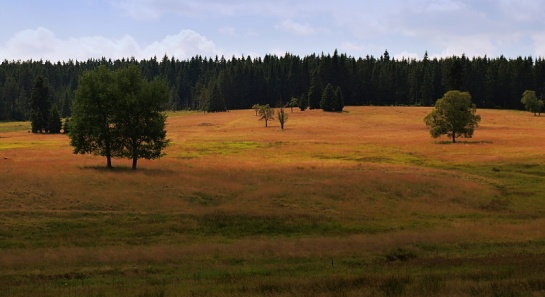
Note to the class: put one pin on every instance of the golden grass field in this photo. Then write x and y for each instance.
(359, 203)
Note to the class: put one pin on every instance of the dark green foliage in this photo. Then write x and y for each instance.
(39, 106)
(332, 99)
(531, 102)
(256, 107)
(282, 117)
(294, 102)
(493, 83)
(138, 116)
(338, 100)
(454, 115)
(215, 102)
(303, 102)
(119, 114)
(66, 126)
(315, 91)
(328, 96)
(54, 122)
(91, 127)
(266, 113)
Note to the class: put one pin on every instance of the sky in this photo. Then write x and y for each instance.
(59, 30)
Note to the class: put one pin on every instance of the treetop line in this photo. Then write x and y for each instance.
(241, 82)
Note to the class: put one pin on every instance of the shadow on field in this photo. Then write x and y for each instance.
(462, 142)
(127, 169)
* * *
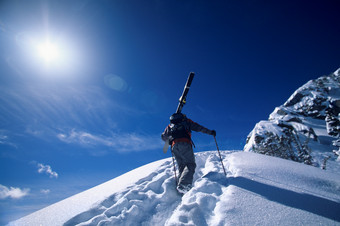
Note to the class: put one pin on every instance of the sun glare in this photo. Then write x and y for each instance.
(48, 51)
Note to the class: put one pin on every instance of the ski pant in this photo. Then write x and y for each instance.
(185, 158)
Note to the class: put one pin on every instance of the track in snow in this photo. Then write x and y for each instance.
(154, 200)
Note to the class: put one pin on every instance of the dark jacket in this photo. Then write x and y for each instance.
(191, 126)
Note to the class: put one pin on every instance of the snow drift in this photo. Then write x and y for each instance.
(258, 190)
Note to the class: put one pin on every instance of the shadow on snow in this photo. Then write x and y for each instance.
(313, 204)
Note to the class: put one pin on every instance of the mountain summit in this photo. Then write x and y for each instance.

§ **GESTELLTE AUFGABE**
Kannst du die Zeilen von der Zeile mit „the sun glare“ bis zur Zeile mit „of the mountain“ noch einmal ausgeben und dabei „class“ gegen „group“ tauschen, ohne sonst etwas zu ändern?

§ **ERGEBNIS**
Note to the group: put one pin on every instance of the sun glare in this photo. Then write x and y for each instance.
(48, 51)
Note to the group: put one pin on every instance of the ski pant in this photo. Then write x and y for each instance.
(185, 158)
Note to the group: put one pin on every instance of the track in snow in this photo. Then write x and y for each instance.
(154, 200)
Note to the group: put one pin on every instance of the dark jacket in this photo. Then write x and y for each instance.
(191, 126)
Note to the group: put one pin on every instance of the snow drift in this photo. Then write x and y for each instance.
(258, 190)
Note to the group: put one pin on every instance of the shadow on snow in this photo. Then write x and y for each instance.
(313, 204)
Note to the group: put one pin on every instance of the mountain summit in this photo. Then write x and y for each instance.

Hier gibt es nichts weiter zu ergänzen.